Region pointing data:
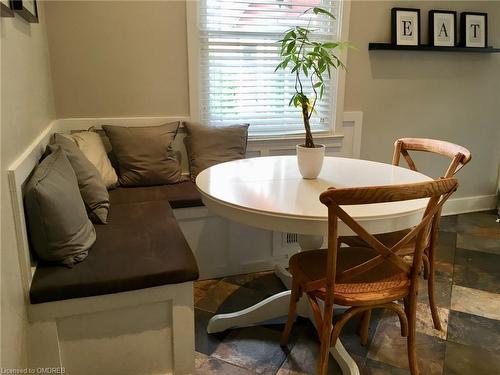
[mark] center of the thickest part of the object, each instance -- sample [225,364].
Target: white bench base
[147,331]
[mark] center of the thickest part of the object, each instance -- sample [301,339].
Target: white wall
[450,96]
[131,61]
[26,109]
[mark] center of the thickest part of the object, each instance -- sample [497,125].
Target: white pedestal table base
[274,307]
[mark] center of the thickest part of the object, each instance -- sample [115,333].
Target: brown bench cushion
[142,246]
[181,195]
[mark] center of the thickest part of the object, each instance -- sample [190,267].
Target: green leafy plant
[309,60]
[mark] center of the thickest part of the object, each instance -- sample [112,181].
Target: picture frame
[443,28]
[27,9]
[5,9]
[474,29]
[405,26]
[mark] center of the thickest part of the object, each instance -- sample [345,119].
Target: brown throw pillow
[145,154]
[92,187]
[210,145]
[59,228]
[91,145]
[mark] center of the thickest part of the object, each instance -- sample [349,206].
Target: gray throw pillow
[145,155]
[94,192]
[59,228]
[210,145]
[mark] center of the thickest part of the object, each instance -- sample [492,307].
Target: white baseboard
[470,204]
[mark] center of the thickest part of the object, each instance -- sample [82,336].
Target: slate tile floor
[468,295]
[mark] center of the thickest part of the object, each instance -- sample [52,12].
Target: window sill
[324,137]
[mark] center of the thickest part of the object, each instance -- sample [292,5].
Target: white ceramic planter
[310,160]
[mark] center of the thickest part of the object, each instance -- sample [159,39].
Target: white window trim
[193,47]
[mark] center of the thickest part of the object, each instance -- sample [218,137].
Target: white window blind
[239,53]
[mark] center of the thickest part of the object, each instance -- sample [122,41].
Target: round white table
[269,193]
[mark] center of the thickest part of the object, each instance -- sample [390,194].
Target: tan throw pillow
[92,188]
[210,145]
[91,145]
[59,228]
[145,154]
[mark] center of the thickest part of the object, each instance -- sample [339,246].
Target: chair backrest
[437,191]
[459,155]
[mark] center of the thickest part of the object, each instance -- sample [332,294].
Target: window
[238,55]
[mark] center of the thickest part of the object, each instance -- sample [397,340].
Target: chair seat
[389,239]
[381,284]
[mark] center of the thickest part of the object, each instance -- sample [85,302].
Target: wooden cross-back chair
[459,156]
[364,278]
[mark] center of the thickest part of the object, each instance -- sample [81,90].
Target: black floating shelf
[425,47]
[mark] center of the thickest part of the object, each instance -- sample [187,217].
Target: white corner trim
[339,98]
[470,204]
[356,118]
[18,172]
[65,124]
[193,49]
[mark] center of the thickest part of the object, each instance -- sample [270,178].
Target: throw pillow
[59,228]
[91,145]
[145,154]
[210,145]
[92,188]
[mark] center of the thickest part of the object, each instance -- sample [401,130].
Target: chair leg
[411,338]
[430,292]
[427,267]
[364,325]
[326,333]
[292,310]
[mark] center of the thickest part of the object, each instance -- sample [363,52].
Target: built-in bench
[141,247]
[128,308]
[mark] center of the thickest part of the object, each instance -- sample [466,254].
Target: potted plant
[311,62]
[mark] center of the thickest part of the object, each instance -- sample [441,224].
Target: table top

**What you need to do**
The answer must be the line containing "Target: potted plant" and every line after it through the last line of the records above, repeated exactly.

**Written response**
Target: potted plant
[311,62]
[mark] center of the thickest part of the object, each instance -- sample [441,224].
Target: table top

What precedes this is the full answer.